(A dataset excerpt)
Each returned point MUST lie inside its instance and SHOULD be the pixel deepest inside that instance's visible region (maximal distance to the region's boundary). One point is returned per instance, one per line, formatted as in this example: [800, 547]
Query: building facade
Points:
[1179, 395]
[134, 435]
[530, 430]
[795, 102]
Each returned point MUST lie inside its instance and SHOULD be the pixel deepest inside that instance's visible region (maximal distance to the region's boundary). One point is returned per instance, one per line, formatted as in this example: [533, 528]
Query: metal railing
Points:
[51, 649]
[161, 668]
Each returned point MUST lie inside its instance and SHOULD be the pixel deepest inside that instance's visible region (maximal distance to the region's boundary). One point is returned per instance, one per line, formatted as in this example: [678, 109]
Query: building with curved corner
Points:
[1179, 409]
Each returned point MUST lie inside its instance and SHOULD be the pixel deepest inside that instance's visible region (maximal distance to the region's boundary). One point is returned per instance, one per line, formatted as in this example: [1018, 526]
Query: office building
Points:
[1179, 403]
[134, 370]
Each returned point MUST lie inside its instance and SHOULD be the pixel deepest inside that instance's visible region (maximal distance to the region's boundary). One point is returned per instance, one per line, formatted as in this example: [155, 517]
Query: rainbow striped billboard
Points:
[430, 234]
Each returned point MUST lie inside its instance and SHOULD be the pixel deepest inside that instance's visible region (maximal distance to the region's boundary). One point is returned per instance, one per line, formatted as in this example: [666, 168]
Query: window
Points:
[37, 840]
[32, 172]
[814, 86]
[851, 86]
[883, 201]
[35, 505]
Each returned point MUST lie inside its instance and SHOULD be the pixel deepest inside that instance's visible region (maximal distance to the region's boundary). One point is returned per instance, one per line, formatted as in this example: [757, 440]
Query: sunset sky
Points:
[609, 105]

* PROMPT
Reproduce every row above line by line, word for word, with nothing changed.

* TASK RESPONSE
Each returned point MUST lie inside its instance and SHOULD be the pixel deepest inside that instance's visible region (maximal distance to the region's boundary). One point is returned per instance, one per line, formatted as in this example: [800, 547]
Query: building facade
Points:
[1179, 395]
[134, 435]
[530, 430]
[795, 102]
Each returned point MUST lie inside its instance and SHOULD be the pixel deepest inside that instance's visible region (maximal distance to the region's boundary). One point is returned per instance, one per line, formatted as in this example: [533, 528]
Query: metal railing
Points:
[51, 649]
[161, 668]
Each returned point MUST lie inside its instance and SHOULD be the pixel deepest inside that instance's visible region (maximal distance to the region's boundary). One point is returned per instance, one per line, formatted as in this example: [678, 109]
Query: building with curved corner
Points:
[1179, 409]
Each returned point MUST lie inside its instance and SHOULD be the pixel deepest inside that instance's visible region (maximal distance to the region's boundary). One point is returned per instance, one per line, formatted as in this example: [1018, 526]
Query: office building
Points:
[1179, 403]
[134, 370]
Each returned point MUST lie inside its instance and SHOULD be the pixel deepest inside that instance's visible region (maximal distance to the region's boundary). One point is returned per instance, one per line, formatted as in this example: [155, 517]
Query: rainbow striped billboard
Points:
[430, 234]
Each returned point MUST lie inside its instance and SHOULD be the pixel deepest inside that instance's visible region (maximal distance to the region's boundary). One point is returned per instance, one per line, formatted as in this example: [666, 168]
Query: window
Points:
[37, 840]
[32, 172]
[814, 86]
[851, 86]
[883, 201]
[35, 505]
Each returned point MUST lie inside its instance and SHOULD be the pixel deepest inside that instance's visible region (maximal distance to the region's boundary). One point is returned per instance, one per line, formatted as in this example: [757, 440]
Query: sunset sky
Points:
[609, 105]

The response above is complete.